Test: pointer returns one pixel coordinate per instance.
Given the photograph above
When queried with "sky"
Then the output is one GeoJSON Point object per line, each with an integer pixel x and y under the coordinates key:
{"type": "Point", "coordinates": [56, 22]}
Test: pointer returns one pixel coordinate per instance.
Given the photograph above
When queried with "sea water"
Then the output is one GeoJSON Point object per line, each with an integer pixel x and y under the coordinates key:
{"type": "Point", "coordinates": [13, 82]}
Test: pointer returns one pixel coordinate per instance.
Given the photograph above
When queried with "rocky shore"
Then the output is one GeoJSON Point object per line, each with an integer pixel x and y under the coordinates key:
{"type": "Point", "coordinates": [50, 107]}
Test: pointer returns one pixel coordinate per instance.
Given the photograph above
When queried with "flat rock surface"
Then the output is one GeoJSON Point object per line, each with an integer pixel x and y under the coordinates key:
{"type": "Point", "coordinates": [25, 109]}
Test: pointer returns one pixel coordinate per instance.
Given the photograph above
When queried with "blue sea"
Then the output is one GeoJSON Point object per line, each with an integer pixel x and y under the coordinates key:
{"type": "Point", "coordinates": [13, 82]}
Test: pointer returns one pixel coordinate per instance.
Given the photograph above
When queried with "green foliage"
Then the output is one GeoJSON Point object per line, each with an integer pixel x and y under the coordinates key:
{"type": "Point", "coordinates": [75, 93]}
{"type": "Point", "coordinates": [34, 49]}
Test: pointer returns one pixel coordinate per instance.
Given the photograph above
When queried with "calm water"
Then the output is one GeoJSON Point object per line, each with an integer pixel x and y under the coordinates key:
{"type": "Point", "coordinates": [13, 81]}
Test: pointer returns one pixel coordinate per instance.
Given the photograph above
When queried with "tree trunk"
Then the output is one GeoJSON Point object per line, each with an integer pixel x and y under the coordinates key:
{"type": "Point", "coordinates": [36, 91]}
+++
Problem to work on:
Please set down each entry again, word for word.

Result for this task:
Test: pointer returns one pixel coordinate per instance.
Given the photograph above
When queried with "sky"
Then the output is one GeoJSON Point object per line, each with an integer pixel x and y under the coordinates key:
{"type": "Point", "coordinates": [56, 22]}
Test: pointer returns one pixel coordinate per instance.
Given the photograph above
When queried with "sea water"
Then the output is one GeoJSON Point object per line, each with an integer pixel x and y under the coordinates key:
{"type": "Point", "coordinates": [13, 82]}
Test: pointer returns one pixel coordinate per instance.
Given the photograph above
When queried with "rocky shore"
Then the output is one GeoJSON Point object per line, each with an integer pixel x and y under the coordinates key:
{"type": "Point", "coordinates": [50, 107]}
Test: pointer returns one pixel coordinate per instance.
Given the photograph above
When queried with "flat rock surface"
Then the output is one GeoJSON Point object per line, each with an integer pixel x and y under the coordinates key:
{"type": "Point", "coordinates": [25, 109]}
Test: pointer returns one pixel coordinate per instance.
Given the photograph above
When queried with "blue sea"
Then the output is one GeoJSON Point object per line, each with an integer pixel x and y under the coordinates key:
{"type": "Point", "coordinates": [13, 82]}
Test: pointer returns one pixel coordinate per instance.
Given the photograph above
When queried with "green foliage"
Then the output is one GeoJSON Point object per line, each with an integer pixel x and y under the coordinates key:
{"type": "Point", "coordinates": [75, 93]}
{"type": "Point", "coordinates": [34, 49]}
Test: pointer returns one pixel coordinate per instance.
Given the photograph above
When queried with "calm water"
Then the output is one GeoJSON Point object per line, each with an integer pixel x and y under the coordinates key:
{"type": "Point", "coordinates": [13, 81]}
Test: pointer returns one pixel coordinate per instance.
Given the photograph above
When queried with "tree trunk"
Then the output is one GeoJSON Point object per line, each with an integer pixel x and y under the coordinates key:
{"type": "Point", "coordinates": [36, 91]}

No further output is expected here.